◆ **What to work on**: Convert the part of the rows that opens with the line containing "Could you please point to the red pants" and closes with the line containing "(1169, 215)" into a JSON list of strings, one string per line, with blank lines omitted.

>> START Given data

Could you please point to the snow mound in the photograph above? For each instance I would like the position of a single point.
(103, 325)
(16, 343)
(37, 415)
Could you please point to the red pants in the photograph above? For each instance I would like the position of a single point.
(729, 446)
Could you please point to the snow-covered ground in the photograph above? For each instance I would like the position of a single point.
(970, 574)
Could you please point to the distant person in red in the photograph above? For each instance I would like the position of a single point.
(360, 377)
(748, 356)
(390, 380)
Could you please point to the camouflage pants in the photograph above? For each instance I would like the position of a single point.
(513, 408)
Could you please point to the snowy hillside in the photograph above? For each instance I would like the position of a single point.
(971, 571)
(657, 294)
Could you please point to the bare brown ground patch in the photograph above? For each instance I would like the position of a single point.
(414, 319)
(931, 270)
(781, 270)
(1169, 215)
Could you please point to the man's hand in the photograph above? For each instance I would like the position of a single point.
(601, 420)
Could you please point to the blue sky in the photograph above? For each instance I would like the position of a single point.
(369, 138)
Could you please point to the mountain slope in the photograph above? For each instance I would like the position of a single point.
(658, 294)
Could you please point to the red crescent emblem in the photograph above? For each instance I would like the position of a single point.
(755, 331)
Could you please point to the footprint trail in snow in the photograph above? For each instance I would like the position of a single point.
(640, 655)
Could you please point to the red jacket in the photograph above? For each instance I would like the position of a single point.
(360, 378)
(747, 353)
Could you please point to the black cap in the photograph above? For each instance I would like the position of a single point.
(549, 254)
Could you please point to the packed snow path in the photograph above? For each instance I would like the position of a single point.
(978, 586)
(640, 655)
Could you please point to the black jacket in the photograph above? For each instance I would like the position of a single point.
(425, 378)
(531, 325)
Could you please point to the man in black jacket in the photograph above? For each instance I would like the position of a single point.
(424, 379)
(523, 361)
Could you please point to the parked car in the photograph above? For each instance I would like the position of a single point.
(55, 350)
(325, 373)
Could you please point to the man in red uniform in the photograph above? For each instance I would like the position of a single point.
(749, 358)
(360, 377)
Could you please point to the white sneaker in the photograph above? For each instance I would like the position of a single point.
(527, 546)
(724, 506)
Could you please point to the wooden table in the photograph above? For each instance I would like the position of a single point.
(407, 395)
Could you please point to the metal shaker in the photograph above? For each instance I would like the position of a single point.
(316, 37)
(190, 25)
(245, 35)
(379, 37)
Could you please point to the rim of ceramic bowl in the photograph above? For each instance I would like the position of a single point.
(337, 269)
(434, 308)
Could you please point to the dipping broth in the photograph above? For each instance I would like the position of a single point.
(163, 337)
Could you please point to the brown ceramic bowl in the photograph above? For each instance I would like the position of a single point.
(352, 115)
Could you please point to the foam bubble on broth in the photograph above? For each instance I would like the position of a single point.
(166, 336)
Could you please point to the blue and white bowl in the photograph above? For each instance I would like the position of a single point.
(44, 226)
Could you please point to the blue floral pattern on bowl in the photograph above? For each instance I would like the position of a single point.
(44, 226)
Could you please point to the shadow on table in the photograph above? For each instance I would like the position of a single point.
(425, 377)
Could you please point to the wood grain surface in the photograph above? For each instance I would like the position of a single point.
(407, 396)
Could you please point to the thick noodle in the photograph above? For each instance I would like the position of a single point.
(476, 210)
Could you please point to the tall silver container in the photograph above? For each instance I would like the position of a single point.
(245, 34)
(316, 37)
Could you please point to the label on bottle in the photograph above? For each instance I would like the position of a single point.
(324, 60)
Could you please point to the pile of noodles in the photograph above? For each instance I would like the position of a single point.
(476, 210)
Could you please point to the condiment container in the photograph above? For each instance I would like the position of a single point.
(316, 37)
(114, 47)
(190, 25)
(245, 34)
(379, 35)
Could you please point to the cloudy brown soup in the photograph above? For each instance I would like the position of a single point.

>> END Given data

◆ **Output of the task**:
[
  "Could you please point to the red pants in the photograph above? For each instance I would like the position of a single point.",
  "(729, 446)",
  "Could you please point to the snow-covered ground in the photograph above? For each instance I would like the position of a single point.",
  "(970, 574)",
  "Could you please point to the distant person in red in the photograph above? For each instance I would like the position of a single point.",
  "(360, 377)",
  "(748, 356)",
  "(390, 380)",
  "Could you please point to the camouflage pants in the photograph above? For each instance I would like the position of a single point.",
  "(513, 408)",
  "Could you please point to the snowy hillside in the photograph above? For each instance I would like the position of a single point.",
  "(971, 571)",
  "(657, 294)",
  "Could you please point to the bare brown ground patch in the photograph above? For each instance I would like the position of a single point.",
  "(414, 319)",
  "(931, 270)",
  "(781, 270)",
  "(1169, 215)"
]